Could you transcribe every record below exactly as written, leaving out any pictures?
┌────────
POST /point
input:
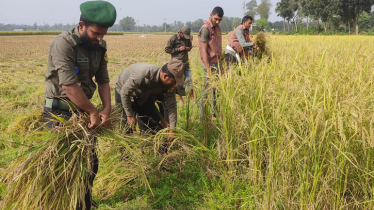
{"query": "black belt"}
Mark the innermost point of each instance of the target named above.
(55, 103)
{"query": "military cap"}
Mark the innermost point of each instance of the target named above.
(102, 13)
(176, 67)
(186, 32)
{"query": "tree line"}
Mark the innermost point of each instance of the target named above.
(297, 15)
(332, 13)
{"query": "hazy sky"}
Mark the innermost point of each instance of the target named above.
(149, 12)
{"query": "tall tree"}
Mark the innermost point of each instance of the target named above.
(350, 10)
(322, 10)
(264, 9)
(127, 24)
(284, 11)
(252, 8)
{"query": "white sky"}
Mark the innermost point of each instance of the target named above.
(149, 12)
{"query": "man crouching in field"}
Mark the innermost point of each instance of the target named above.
(75, 57)
(239, 45)
(138, 87)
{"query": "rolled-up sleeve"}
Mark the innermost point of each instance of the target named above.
(131, 86)
(240, 36)
(102, 75)
(63, 58)
(171, 108)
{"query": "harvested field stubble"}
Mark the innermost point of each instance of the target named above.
(293, 132)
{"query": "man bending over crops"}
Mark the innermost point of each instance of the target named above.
(240, 45)
(178, 46)
(140, 85)
(210, 46)
(75, 57)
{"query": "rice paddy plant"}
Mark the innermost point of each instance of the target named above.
(292, 132)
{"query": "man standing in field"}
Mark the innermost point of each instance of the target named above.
(210, 46)
(178, 46)
(239, 45)
(75, 57)
(138, 87)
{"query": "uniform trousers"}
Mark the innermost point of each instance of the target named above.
(66, 114)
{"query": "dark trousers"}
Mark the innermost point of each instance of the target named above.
(66, 114)
(230, 60)
(147, 114)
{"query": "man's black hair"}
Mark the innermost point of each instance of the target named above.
(88, 23)
(246, 18)
(218, 11)
(166, 70)
(85, 21)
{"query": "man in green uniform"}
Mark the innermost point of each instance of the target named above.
(210, 47)
(239, 46)
(75, 57)
(178, 46)
(138, 87)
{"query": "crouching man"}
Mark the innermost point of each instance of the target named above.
(140, 85)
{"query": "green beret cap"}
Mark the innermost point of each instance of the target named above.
(102, 13)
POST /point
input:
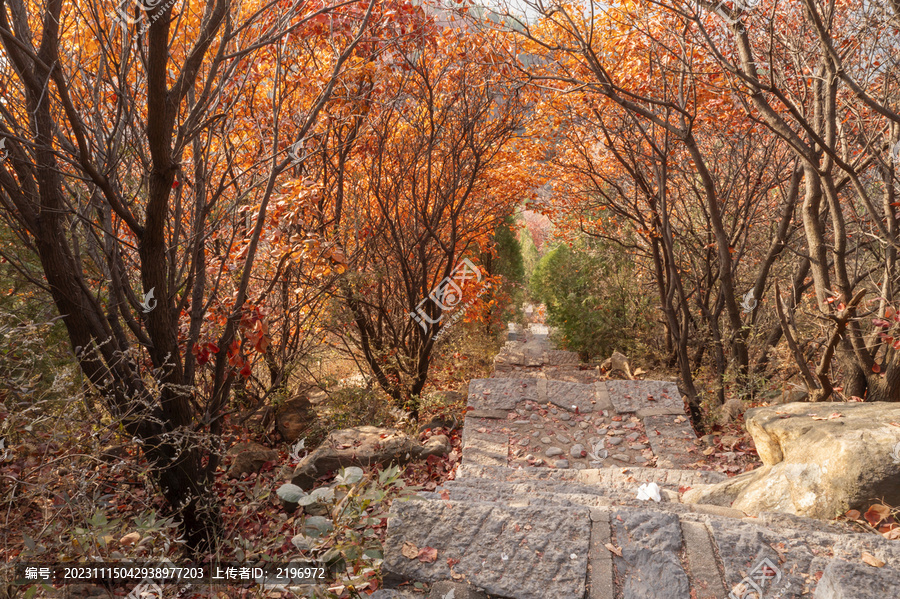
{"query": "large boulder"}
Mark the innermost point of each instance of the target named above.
(363, 446)
(820, 459)
(294, 417)
(248, 458)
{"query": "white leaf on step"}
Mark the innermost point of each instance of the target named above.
(649, 491)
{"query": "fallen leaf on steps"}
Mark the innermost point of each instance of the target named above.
(427, 555)
(872, 560)
(409, 550)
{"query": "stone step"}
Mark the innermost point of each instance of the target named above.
(552, 494)
(623, 478)
(572, 551)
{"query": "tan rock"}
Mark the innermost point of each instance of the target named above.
(820, 460)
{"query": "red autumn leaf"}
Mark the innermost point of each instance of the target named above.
(877, 513)
(427, 554)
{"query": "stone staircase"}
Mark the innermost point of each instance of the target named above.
(545, 504)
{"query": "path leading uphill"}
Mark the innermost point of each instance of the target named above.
(545, 504)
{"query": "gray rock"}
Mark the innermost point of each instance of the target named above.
(359, 446)
(294, 418)
(249, 458)
(502, 393)
(651, 545)
(446, 589)
(538, 560)
(437, 445)
(631, 396)
(845, 580)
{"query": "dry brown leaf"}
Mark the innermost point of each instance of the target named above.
(409, 550)
(427, 555)
(877, 513)
(872, 560)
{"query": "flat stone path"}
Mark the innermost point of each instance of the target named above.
(545, 504)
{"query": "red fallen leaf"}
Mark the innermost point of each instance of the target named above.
(427, 555)
(877, 513)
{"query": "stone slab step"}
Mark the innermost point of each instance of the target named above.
(631, 396)
(598, 477)
(544, 551)
(524, 553)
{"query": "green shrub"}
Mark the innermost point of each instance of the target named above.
(593, 298)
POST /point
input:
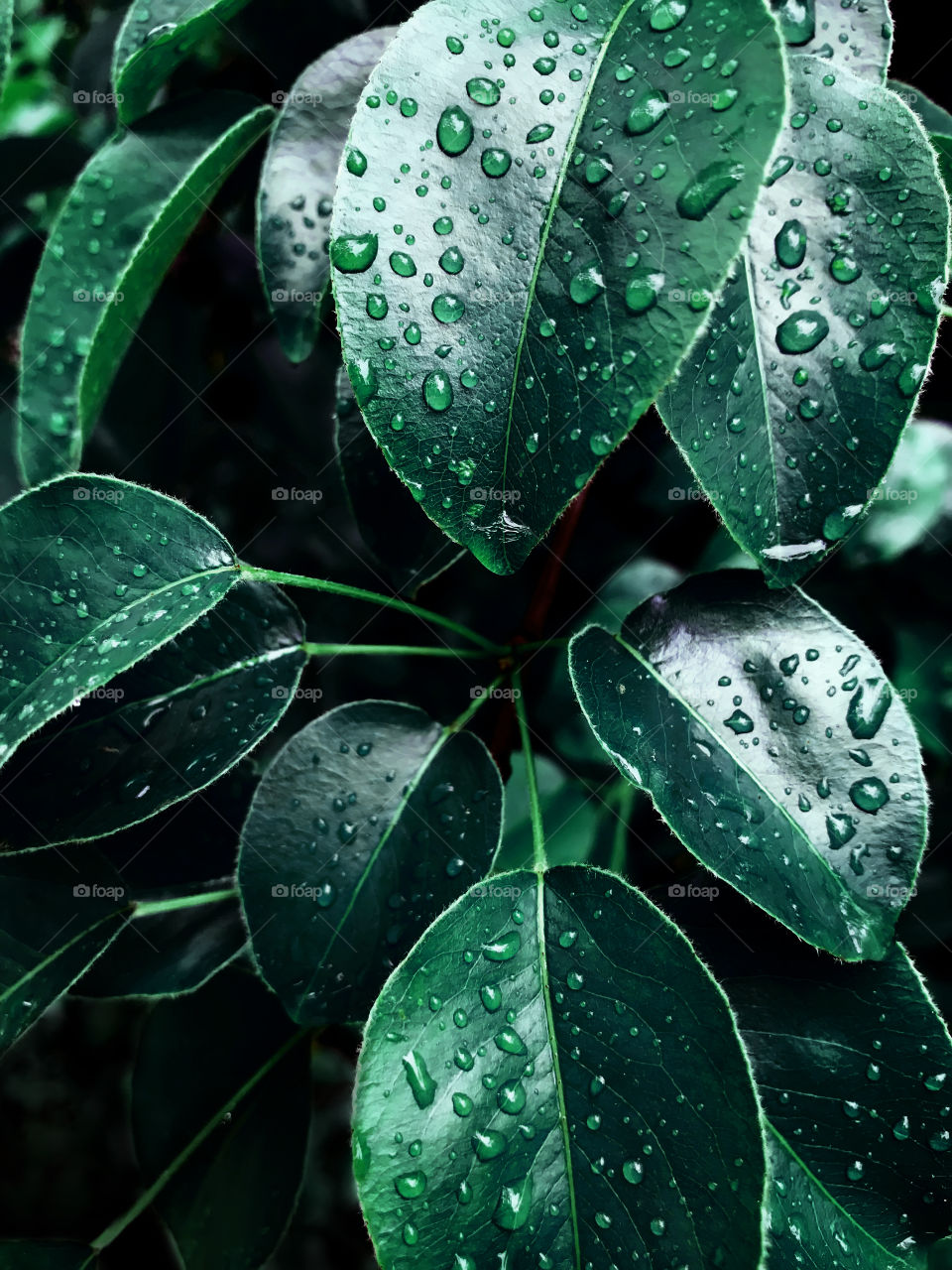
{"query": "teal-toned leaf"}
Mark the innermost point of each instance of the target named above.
(791, 407)
(856, 35)
(556, 254)
(852, 1064)
(569, 1086)
(407, 544)
(169, 947)
(155, 39)
(370, 822)
(56, 917)
(96, 572)
(298, 178)
(221, 1106)
(774, 746)
(912, 500)
(123, 223)
(168, 726)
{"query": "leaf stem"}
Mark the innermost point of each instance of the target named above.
(538, 837)
(339, 588)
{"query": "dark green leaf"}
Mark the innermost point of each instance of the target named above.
(164, 729)
(405, 543)
(852, 1064)
(298, 186)
(555, 255)
(852, 33)
(123, 223)
(56, 917)
(527, 1075)
(791, 407)
(221, 1080)
(912, 500)
(96, 574)
(169, 948)
(368, 824)
(774, 746)
(155, 37)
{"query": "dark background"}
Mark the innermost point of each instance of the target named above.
(207, 408)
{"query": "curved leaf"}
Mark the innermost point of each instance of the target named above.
(408, 544)
(56, 917)
(772, 743)
(525, 1071)
(220, 1115)
(791, 407)
(155, 39)
(168, 726)
(852, 1065)
(527, 235)
(298, 186)
(371, 821)
(95, 574)
(131, 209)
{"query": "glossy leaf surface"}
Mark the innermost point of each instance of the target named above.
(774, 746)
(527, 235)
(121, 226)
(116, 570)
(155, 37)
(166, 728)
(569, 1086)
(298, 178)
(370, 822)
(791, 405)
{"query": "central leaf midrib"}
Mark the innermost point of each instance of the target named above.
(547, 227)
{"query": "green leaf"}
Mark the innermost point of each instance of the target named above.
(131, 209)
(852, 1065)
(791, 407)
(774, 746)
(56, 917)
(368, 824)
(407, 544)
(168, 726)
(169, 947)
(154, 40)
(556, 255)
(592, 1110)
(298, 186)
(912, 500)
(220, 1114)
(856, 35)
(96, 572)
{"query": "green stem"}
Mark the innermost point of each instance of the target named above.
(538, 837)
(394, 651)
(339, 588)
(112, 1232)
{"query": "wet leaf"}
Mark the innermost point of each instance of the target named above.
(552, 1079)
(220, 1116)
(791, 405)
(166, 728)
(298, 186)
(407, 544)
(107, 572)
(154, 40)
(122, 225)
(562, 218)
(56, 917)
(368, 824)
(852, 1064)
(774, 746)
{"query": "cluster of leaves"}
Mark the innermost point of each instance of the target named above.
(531, 227)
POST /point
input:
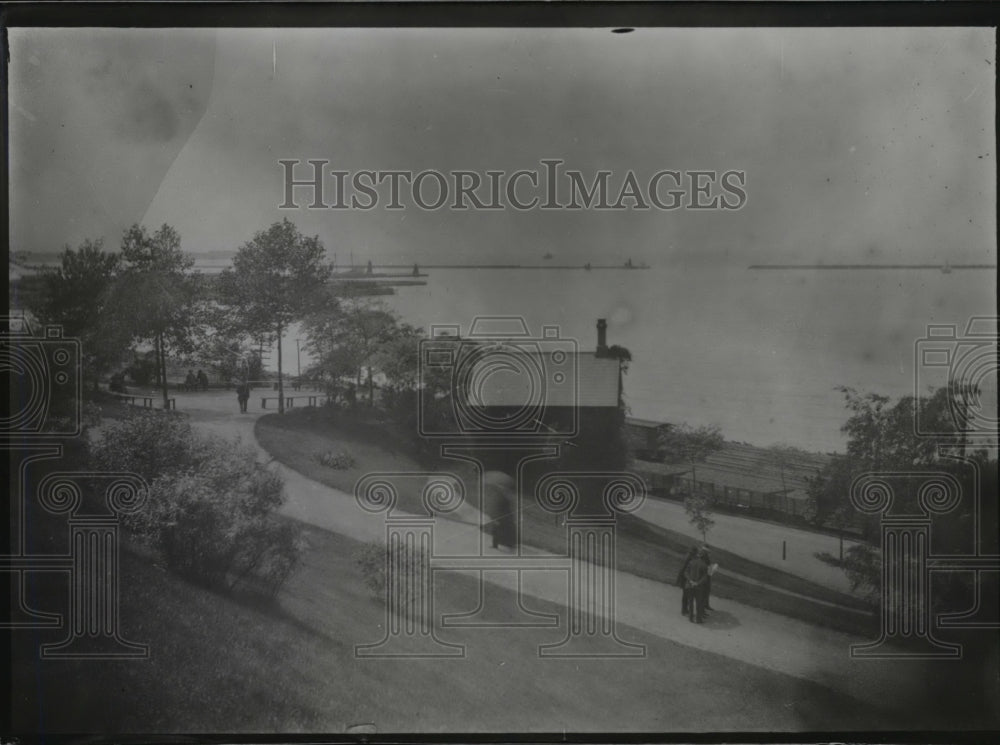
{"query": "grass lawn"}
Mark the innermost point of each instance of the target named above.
(644, 549)
(221, 665)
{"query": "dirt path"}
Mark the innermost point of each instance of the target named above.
(737, 631)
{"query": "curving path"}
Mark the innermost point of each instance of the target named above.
(737, 631)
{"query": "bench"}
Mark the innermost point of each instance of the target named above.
(147, 401)
(312, 400)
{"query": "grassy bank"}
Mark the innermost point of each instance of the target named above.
(217, 664)
(644, 549)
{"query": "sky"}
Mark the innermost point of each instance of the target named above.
(857, 144)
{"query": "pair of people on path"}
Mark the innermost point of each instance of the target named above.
(695, 579)
(195, 382)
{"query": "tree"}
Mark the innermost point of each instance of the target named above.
(682, 443)
(156, 296)
(350, 339)
(882, 437)
(76, 296)
(277, 278)
(699, 512)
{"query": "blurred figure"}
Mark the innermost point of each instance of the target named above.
└────────
SOLVED PROBLEM:
POST /point
input:
{"query": "black belt"}
Mark the innermost point of each instance of the target named above.
(55, 103)
{"query": "military cap"}
Mark the innermost point of each instance of the target named above.
(102, 13)
(176, 67)
(186, 32)
{"query": "tree line"}
Mark the innermost point of each instance of the target named above.
(297, 15)
(332, 13)
{"query": "hazy sky"}
Mark the innermost point of each instance of the target named above.
(149, 12)
{"query": "tall tree"}
Mark the innermost point of each instance of the target named above.
(350, 10)
(322, 10)
(264, 9)
(127, 24)
(284, 11)
(252, 8)
{"query": "white sky"}
Mark the innermost point of each instance of the target named above.
(149, 12)
{"query": "man crouching in field"}
Mark the innermost point of each instance of the target named above.
(75, 57)
(239, 45)
(138, 87)
{"query": "rolled-up sleeve"}
Mark the innermost point of each instance of the target named above.
(131, 86)
(240, 36)
(102, 75)
(63, 58)
(171, 108)
{"query": "harvested field stubble"}
Mark the innermost point of each instance of the target named above.
(293, 132)
{"query": "man bending over crops"}
Mark the innermost point of each instance of the target named above.
(240, 45)
(178, 46)
(140, 85)
(210, 46)
(75, 57)
{"query": "rice paddy plant"}
Mark the innermost point of each instance of the target named above.
(292, 132)
{"query": "man standing in field"}
Mark the innermost point of each instance of the target named above.
(210, 46)
(178, 46)
(239, 45)
(75, 57)
(138, 87)
{"query": "uniform trousers"}
Mark the innermost point of each instance of the target named above.
(66, 114)
{"query": "dark trousers"}
Mark the innermost point of each instance of the target named above.
(66, 114)
(230, 60)
(147, 114)
{"query": "man's black hair"}
Mark the innermost point of each instance of the target named above.
(88, 23)
(246, 18)
(218, 11)
(166, 70)
(85, 21)
{"query": "man in green uniform"}
Mark the innermost point of each instance of the target named above.
(210, 47)
(239, 46)
(75, 57)
(178, 46)
(138, 87)
{"query": "crouching man"}
Mark the innermost point of each instance of the target named above.
(140, 85)
{"query": "green beret cap"}
Mark the innermost point of each instance of the target named above.
(102, 13)
POST /point
input:
{"query": "large boulder"}
Mark the innermost point of each instance of the target named above.
(363, 446)
(820, 459)
(294, 417)
(248, 458)
{"query": "white leaf on step"}
Mark the innermost point of each instance of the target named above.
(649, 491)
{"query": "fallen leaf on steps"}
Mark the innermost point of each instance of the target named above.
(427, 555)
(872, 560)
(409, 550)
{"query": "stone step"}
Mark the innermost point of each instance of the target named above.
(552, 494)
(623, 478)
(572, 551)
{"query": "tan rock"}
Mark the innermost point of each instance of the target named above.
(820, 460)
{"query": "red autumn leaf"}
Mark the innermost point of each instance of the target named above.
(877, 513)
(427, 554)
{"query": "stone staircase"}
Mark the innermost point of each instance of the target named above.
(545, 504)
{"query": "path leading uphill"}
Mark the innermost point of each instance of the target named above.
(545, 504)
{"query": "gray rock"}
Mark the innermost point of each instance of the target named above.
(359, 446)
(294, 418)
(249, 458)
(502, 393)
(651, 545)
(446, 589)
(538, 560)
(437, 445)
(631, 396)
(845, 580)
{"query": "dry brown leaf"}
Mark the innermost point of each instance of the target named above.
(409, 550)
(427, 555)
(877, 513)
(872, 560)
{"query": "flat stone path"}
Mark the innermost point of each instance of the target named above.
(545, 504)
{"query": "red fallen leaf"}
Mark the innermost point of each instance of the target named above.
(427, 555)
(877, 513)
{"query": "stone slab step"}
Mark the innermost point of each instance of the target named above.
(631, 396)
(598, 477)
(544, 551)
(524, 553)
{"query": "green shrub"}
Mark the innermost point of each instance of the target named above.
(593, 298)
POST /point
input:
{"query": "teal-toned leaf"}
Mark the innermost point of each instance of the target named above.
(791, 407)
(856, 35)
(556, 254)
(852, 1064)
(569, 1086)
(407, 544)
(169, 947)
(155, 39)
(370, 822)
(56, 917)
(96, 572)
(298, 178)
(221, 1106)
(774, 746)
(912, 500)
(123, 223)
(168, 726)
{"query": "leaf stem"}
Mark the innermost point of each instance of the target named above.
(538, 837)
(339, 588)
{"query": "dark green leaf"}
Mark the innermost point of each instance of the target named above.
(164, 729)
(405, 543)
(852, 1064)
(298, 186)
(555, 255)
(852, 33)
(123, 223)
(56, 917)
(527, 1075)
(791, 407)
(221, 1080)
(912, 500)
(96, 574)
(169, 948)
(368, 824)
(774, 746)
(155, 37)
{"query": "dark background"}
Mark the innermost point of each instance of the target named above.
(207, 408)
{"query": "curved leaf"}
Mark the innermost point of each instance of the target named above.
(408, 544)
(56, 917)
(772, 743)
(525, 1071)
(220, 1115)
(791, 407)
(155, 39)
(168, 726)
(852, 1065)
(527, 235)
(298, 186)
(371, 821)
(95, 574)
(131, 209)
{"query": "glossy leaf surface"}
Mark the innermost point of each instance of the target named above.
(774, 746)
(527, 235)
(121, 226)
(116, 570)
(155, 37)
(166, 728)
(569, 1086)
(298, 178)
(370, 822)
(791, 405)
{"query": "central leaf midrib"}
Mark the innermost point of each instance of the target named above.
(547, 227)
{"query": "green leaf"}
Mark the innermost point of each instance of the target named above.
(131, 209)
(852, 1065)
(791, 407)
(774, 746)
(56, 917)
(368, 824)
(407, 544)
(168, 726)
(169, 947)
(154, 40)
(556, 255)
(592, 1110)
(298, 186)
(912, 500)
(220, 1114)
(856, 35)
(96, 572)
{"query": "green stem"}
Mark the innermost point of each instance of the target named above.
(538, 837)
(394, 651)
(339, 588)
(112, 1232)
{"query": "wet leaf"}
Mark the innermost point of each instance of the target named above.
(552, 1079)
(220, 1116)
(791, 405)
(166, 728)
(298, 186)
(407, 544)
(107, 572)
(154, 40)
(122, 225)
(562, 218)
(56, 917)
(368, 824)
(852, 1064)
(774, 746)
{"query": "cluster of leaves"}
Mark the innermost point of each instance of the target named above.
(531, 227)
POST /point
input:
{"query": "grass lawn"}
Mark the innermost point of each instance of the target named above.
(644, 549)
(221, 665)
{"query": "dirt path"}
Mark the innermost point of each instance of the target named above.
(737, 631)
{"query": "curving path"}
Mark the innermost point of each instance of the target named above.
(737, 631)
{"query": "bench"}
Mark the innermost point of each instance of the target named above.
(147, 401)
(312, 400)
{"query": "grassy bank"}
Mark the innermost point of each instance of the target named above.
(217, 664)
(644, 549)
{"query": "sky"}
Mark the innermost point of each instance of the target named above.
(857, 144)
{"query": "pair of people on path"}
Mark the innermost point of each instance of the target named above.
(695, 579)
(195, 382)
{"query": "tree"}
Mark the innermost point of each instance of the target named above.
(682, 443)
(156, 296)
(350, 339)
(882, 437)
(76, 296)
(277, 278)
(699, 512)
{"query": "blurred figure"}
Mark the innermost point of each instance of the target named above.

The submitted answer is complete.